##### Text

Two UFW-sponsored bills to beef up enforcement passed the California Legislature last summer but were vetoed by Governor Jerry Brown. Protective legislation, the subject of Murrow's appeal at the end of the documentary, didn't solve the problem.

Rodriguez: In his eulogy for 19 farm workers who died in a farm labor bus crash near Blythe, California, in January 1974, Cesar Chavez said such tragedies happen because "of a farm labor system that treats workers like agricultural implements and not as important human beings." 13 tomato workers died in August 1999 when the farm labor van in which they were riding crashed near Fresno, California. Seats were not bolted to the floor. Unsecured farm implements impaled some workers during the crash. The UFW pushed for a new California law requiring seat belts and other minimum safety standards in farm labor vehicles enforced by the CHP. Most states have no such protections.

Rodriguez: Cesar Chavez and Dolores Huerta and others convinced Congress to end the infamous bracero guest worker program in 1964. The farm labor work force has been dramatically transformed since the 1960s. Then, perhaps 65 percent of farm workers were Latino, but mostly U.S. citizens and legal residents. Today, the work force is uniformly Latino, immigrant, and undocumented, making farm workers even more vulnerable to abuse. Without undocumented workers, American agriculture would collapse. The UFW and the nation's growers, who agree about very little, jointly negotiated the historic AgJobs bill. It would let undocumented farm workers currently in this country who pass criminal background checks earn legal status by continuing to work on farms. President Obama strongly supports this bipartisan, broadly backed immigration reform measure.

Rodriguez: Today they are called "farm labor contractors," but the practice is similar. Some labor contractors, who now control at least half of California's farm labor work force, try to obey the law. Too many undercut each other to get business from growers. Too often growers don't put enough money on the table for contractors to obey laws such as those governing minimum wages and hours, unemployment insurance, and workers compensation. Contractors, who are legally considered employers, act as middlemen. Many growers use them to evade their legal and moral duties as employers.

Rodriguez: Where farm workers are protected by UFW contracts in California and some parts of Washington State and eastern Oregon, they enjoy decent pay, family health care, retirement plans, paid holidays and vacations, seniority and protections from pesticides. Many unionized farm workers have broken into the lower middle class. Some own homes. Their children finish high school and many go on to college.

Rodriguez: The non-profit Cesar Chavez Foundation, like the UFW part of the farm worker movement, has built or renovated and manages 30 market-rate quality affordable housing communities with more than 4,400 units for farm workers and other low- and very-low income working families and seniors in four states, most with extensive social services. Creation of more communities is underway.

##########
##### Given information

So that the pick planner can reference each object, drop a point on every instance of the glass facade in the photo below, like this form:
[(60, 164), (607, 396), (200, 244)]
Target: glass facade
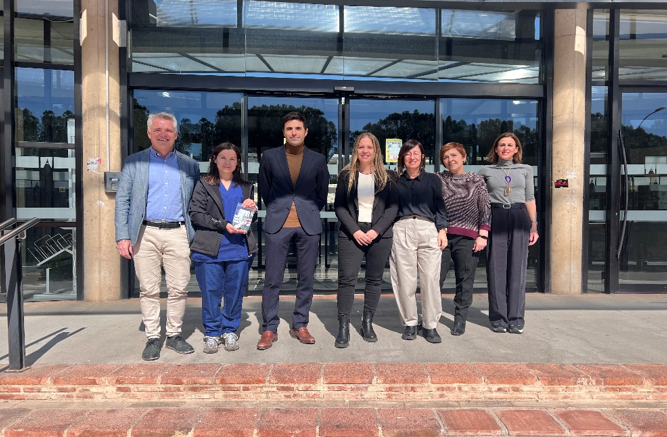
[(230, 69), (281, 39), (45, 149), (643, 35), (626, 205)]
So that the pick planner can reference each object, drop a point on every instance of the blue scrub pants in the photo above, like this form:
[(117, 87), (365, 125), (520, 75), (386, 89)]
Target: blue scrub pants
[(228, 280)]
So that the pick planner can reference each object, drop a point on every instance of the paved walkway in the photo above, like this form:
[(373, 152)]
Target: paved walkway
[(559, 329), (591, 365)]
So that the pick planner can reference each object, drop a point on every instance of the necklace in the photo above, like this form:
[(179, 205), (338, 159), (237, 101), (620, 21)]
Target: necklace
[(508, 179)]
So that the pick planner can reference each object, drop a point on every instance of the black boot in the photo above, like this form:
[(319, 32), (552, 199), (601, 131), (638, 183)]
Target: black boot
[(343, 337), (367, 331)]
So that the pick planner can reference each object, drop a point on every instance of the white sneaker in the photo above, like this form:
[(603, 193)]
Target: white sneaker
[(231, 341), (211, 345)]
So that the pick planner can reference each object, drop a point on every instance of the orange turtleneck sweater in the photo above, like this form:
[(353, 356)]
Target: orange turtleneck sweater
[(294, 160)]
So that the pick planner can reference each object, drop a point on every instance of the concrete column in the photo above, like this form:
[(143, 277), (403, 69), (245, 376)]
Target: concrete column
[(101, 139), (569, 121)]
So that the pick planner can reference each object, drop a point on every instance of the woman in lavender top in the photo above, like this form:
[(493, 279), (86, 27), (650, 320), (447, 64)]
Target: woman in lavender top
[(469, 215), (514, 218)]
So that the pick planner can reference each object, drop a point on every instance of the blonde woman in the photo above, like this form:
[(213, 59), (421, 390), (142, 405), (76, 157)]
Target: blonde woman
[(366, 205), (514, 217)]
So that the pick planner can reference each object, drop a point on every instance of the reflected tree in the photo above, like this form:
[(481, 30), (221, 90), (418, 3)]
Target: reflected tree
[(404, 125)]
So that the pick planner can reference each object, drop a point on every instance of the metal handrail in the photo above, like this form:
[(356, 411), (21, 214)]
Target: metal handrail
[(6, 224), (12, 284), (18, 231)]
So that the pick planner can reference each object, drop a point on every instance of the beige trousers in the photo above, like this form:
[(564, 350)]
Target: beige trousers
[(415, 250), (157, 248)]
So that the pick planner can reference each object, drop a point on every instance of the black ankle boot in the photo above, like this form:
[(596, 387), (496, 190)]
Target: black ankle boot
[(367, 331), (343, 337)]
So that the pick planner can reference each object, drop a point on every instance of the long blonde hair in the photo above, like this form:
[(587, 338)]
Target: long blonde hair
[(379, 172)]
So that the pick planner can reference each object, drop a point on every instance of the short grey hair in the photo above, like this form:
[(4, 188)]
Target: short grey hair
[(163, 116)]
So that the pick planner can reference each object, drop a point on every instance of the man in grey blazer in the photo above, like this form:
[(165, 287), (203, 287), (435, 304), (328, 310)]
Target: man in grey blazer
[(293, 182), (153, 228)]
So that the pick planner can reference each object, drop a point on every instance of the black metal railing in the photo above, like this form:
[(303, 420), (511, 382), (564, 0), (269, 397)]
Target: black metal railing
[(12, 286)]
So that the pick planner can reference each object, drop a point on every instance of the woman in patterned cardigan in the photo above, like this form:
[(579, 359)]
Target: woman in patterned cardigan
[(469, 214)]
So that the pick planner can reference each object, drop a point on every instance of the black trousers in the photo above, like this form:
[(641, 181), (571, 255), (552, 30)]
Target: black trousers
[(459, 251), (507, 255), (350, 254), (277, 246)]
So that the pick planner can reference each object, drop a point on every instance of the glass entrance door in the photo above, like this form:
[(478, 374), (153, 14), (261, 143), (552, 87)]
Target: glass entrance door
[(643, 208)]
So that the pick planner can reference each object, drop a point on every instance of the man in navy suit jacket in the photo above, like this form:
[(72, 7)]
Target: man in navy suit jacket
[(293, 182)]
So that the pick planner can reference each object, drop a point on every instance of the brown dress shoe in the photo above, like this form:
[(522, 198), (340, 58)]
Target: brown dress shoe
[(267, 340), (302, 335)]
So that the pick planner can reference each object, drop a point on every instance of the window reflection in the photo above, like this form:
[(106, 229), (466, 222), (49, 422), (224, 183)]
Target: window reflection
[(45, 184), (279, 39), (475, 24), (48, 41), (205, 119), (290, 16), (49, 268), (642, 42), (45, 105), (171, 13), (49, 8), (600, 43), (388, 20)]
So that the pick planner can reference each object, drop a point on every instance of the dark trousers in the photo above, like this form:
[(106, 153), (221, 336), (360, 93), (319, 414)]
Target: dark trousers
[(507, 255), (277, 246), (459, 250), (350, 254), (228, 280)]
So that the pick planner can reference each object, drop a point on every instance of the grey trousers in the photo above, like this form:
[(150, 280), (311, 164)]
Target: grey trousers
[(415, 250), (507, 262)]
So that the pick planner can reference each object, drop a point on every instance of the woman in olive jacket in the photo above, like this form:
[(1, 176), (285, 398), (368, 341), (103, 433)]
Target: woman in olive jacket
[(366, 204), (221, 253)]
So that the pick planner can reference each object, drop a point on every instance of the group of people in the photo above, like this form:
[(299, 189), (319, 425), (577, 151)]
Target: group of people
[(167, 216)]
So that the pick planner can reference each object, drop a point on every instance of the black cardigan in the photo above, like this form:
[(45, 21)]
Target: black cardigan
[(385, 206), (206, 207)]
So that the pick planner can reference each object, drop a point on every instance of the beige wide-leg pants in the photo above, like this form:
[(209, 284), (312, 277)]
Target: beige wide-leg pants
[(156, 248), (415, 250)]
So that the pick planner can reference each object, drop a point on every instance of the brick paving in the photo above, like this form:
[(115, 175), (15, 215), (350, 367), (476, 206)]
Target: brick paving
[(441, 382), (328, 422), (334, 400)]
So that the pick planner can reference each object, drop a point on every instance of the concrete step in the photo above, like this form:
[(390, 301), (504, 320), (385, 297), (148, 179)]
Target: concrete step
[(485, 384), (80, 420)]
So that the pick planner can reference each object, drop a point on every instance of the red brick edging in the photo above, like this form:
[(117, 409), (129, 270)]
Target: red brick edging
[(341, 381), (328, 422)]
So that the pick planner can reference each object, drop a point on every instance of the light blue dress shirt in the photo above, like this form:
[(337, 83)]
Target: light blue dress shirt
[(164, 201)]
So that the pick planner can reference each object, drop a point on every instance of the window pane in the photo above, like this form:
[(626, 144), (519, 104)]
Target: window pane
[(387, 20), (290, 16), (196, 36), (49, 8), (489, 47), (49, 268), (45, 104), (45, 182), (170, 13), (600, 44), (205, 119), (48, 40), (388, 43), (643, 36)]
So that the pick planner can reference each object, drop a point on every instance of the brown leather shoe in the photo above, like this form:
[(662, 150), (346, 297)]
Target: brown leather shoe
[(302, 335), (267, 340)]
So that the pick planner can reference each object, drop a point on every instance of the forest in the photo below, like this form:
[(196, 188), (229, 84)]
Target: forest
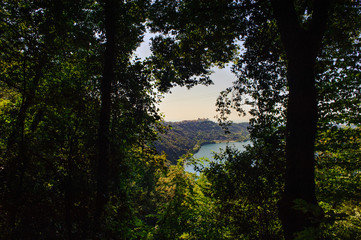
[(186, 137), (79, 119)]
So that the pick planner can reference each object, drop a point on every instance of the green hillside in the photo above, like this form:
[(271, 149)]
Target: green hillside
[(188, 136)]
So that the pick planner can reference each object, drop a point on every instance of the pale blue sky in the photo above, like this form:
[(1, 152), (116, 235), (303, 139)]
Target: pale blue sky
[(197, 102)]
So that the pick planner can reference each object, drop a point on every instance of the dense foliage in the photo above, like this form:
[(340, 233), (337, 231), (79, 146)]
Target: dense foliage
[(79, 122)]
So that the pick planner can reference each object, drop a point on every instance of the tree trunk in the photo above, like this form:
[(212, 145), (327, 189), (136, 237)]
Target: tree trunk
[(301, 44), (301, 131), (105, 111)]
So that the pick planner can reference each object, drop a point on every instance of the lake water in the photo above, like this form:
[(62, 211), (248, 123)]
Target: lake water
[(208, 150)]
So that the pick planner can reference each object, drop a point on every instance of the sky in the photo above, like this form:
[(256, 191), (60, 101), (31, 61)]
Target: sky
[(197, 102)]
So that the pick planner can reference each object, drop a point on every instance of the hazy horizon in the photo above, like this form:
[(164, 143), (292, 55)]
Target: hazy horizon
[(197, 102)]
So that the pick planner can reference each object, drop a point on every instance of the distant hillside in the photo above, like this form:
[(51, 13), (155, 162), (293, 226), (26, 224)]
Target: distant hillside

##########

Exercise instructions
A) From the text on farm workers, list the benefits that farm workers under UFW contracts are said to enjoy.
B) Translate this sentence from the farm worker text into Spanish: "Many unionized farm workers have broken into the lower middle class."

Expected answers
A)
- decent pay
- family health care
- retirement plans
- paid holidays and vacations
- seniority
- protections from pesticides

B) Muchos trabajadores agrícolas sindicalizados han logrado ascender a la clase media baja.